Data records -

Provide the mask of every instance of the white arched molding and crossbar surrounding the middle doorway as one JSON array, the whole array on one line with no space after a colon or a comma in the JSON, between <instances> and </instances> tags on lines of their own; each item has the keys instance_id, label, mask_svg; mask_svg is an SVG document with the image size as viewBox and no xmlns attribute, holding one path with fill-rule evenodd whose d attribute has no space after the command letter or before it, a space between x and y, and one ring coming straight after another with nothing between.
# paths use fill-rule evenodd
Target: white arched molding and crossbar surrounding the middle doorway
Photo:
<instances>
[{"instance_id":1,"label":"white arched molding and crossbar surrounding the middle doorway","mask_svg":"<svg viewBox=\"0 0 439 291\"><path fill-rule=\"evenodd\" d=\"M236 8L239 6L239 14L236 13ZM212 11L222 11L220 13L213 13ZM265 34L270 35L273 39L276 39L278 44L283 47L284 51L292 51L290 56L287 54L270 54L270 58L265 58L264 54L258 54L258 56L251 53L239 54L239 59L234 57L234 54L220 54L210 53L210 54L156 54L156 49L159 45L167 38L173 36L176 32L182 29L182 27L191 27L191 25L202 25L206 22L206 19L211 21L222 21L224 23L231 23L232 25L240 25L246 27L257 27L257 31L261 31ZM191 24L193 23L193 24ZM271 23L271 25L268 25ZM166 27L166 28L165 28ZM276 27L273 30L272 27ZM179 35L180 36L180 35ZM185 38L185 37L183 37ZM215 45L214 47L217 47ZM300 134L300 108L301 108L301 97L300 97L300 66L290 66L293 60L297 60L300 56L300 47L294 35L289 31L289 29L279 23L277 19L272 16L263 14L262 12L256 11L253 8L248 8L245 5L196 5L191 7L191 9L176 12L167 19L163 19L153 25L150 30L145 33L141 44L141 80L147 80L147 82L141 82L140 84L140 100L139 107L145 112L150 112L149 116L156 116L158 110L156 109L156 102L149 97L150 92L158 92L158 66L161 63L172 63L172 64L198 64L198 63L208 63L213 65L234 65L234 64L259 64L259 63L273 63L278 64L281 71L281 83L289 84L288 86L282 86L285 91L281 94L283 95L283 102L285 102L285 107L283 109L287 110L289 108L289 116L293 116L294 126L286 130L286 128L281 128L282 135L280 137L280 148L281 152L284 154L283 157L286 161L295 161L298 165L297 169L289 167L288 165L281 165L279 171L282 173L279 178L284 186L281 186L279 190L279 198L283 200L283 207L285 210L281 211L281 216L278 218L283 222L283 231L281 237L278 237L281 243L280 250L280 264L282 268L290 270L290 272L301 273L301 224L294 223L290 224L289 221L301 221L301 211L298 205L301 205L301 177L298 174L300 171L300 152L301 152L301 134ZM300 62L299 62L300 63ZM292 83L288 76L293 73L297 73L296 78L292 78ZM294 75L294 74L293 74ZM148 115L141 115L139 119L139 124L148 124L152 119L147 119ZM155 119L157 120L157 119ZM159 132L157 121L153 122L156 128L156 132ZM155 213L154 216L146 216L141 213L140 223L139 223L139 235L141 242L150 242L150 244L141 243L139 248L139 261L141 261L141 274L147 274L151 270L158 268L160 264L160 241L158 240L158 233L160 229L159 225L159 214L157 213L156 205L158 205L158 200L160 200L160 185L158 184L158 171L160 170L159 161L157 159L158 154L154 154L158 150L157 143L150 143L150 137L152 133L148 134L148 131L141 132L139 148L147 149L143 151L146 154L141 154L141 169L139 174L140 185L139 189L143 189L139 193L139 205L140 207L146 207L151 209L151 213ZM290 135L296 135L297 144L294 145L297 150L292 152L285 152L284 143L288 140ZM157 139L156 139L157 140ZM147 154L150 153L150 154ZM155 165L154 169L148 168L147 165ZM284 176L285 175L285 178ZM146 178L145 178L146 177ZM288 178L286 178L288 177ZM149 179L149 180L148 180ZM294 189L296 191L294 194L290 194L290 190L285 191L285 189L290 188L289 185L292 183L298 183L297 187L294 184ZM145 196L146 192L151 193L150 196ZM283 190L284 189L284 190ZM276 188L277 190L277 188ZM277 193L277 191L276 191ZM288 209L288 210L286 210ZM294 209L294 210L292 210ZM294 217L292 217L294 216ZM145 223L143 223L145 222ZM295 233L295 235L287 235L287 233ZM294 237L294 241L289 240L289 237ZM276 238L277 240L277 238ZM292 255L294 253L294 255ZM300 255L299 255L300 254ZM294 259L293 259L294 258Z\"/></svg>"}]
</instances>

PROBLEM DESCRIPTION - Take the entries above and transcribe them exactly.

RESULT BELOW -
Provide the mask of every instance of the white arched molding and crossbar surrounding the middle doorway as one JSON array, the whole array on one line with no space after a colon or a comma in the JSON, between <instances> and </instances> tags on lines of their own; each item has the keys instance_id, label, mask_svg; mask_svg is an SVG document with the image size as viewBox and no xmlns attribute, holding one path with fill-rule evenodd whose d attribute has no space after the command letter or before it, a space between x and y, and one ring coming straight after another with nothing between.
# paths use fill-rule evenodd
Target: white arched molding and crossbar surrounding the middle doorway
Photo:
<instances>
[{"instance_id":1,"label":"white arched molding and crossbar surrounding the middle doorway","mask_svg":"<svg viewBox=\"0 0 439 291\"><path fill-rule=\"evenodd\" d=\"M236 8L239 6L239 14L236 13ZM212 11L222 11L220 13L213 13ZM265 34L270 35L273 39L276 39L278 44L283 47L284 51L292 51L290 56L287 54L270 54L270 58L265 58L264 54L258 54L258 56L251 53L239 54L239 59L234 57L234 54L220 54L210 53L210 54L156 54L156 49L159 45L167 38L173 36L176 32L182 29L182 27L191 27L191 25L202 25L206 22L206 19L211 21L222 21L224 23L231 23L232 25L240 25L246 27L257 27L257 31L261 31ZM191 24L193 23L193 24ZM271 23L271 25L268 25ZM166 27L166 28L165 28ZM276 27L273 30L272 27ZM179 35L180 36L180 35ZM185 38L185 37L183 37ZM215 45L214 47L217 47ZM300 134L300 108L301 108L301 97L300 97L300 66L290 66L293 60L297 60L300 56L300 47L294 35L289 31L289 29L279 23L277 19L272 16L263 14L262 12L256 11L253 8L248 8L245 5L196 5L191 7L191 9L176 12L167 19L163 19L153 25L150 30L145 33L141 44L141 80L147 80L147 82L141 82L140 84L140 100L139 107L145 112L150 112L149 116L156 116L158 110L156 109L156 102L149 97L150 92L158 92L158 66L161 63L172 63L172 64L198 64L198 63L208 63L213 65L234 65L234 64L259 64L259 63L273 63L278 64L281 71L281 83L289 84L288 86L282 86L285 91L281 94L283 95L283 102L285 102L285 107L283 109L287 110L289 108L289 116L293 116L294 126L286 130L286 128L281 128L282 135L280 137L280 148L281 152L284 154L283 157L286 161L295 161L298 165L297 169L289 167L288 165L281 165L279 171L282 173L279 178L284 186L281 186L279 190L279 198L283 200L283 207L285 210L281 211L281 216L278 218L283 222L283 231L281 237L278 237L281 243L280 250L280 264L282 268L290 270L290 272L301 273L301 224L294 223L290 224L289 221L301 221L301 211L298 205L301 205L301 177L298 174L300 171L300 152L301 152L301 134ZM300 62L299 62L300 63ZM292 83L288 76L293 73L297 73L296 78L292 78ZM294 75L294 74L293 74ZM148 115L141 115L139 119L139 124L148 124L152 119L147 119ZM155 119L157 120L157 119ZM159 132L157 121L153 122L156 128L156 132ZM155 213L154 216L146 216L141 213L140 223L139 223L139 235L141 242L150 242L150 244L141 243L139 248L139 261L141 261L141 274L147 274L151 270L158 268L160 264L160 241L158 240L158 233L160 229L159 225L159 214L157 213L156 205L158 205L158 200L160 200L160 185L158 184L158 171L160 170L159 161L157 159L158 154L154 154L158 150L157 143L150 143L150 137L152 133L148 134L148 131L141 132L139 148L147 149L143 151L146 154L141 154L141 169L139 174L140 185L139 189L143 189L139 193L139 205L140 207L146 207L151 209L151 213ZM290 135L296 135L297 144L294 145L297 150L292 152L285 152L284 143L288 140ZM157 139L156 139L157 140ZM147 154L150 153L150 154ZM155 165L154 169L148 168L147 165ZM284 176L285 175L285 178ZM146 178L145 178L146 177ZM288 178L286 178L288 177ZM149 179L149 180L148 180ZM294 189L296 191L294 194L290 194L290 190L285 191L285 189L290 188L289 185L292 183L298 183L297 187L294 184ZM145 196L146 192L151 193L150 196ZM283 190L284 189L284 190ZM276 188L277 190L277 188ZM277 193L277 191L276 191ZM288 209L288 210L286 210ZM294 209L294 210L292 210ZM294 217L292 217L294 216ZM145 223L143 223L145 222ZM295 233L295 235L287 235L287 233ZM294 237L294 241L289 240L289 237ZM276 238L277 240L277 238ZM292 255L294 253L294 255ZM300 255L299 255L300 254ZM294 259L293 259L294 258Z\"/></svg>"}]
</instances>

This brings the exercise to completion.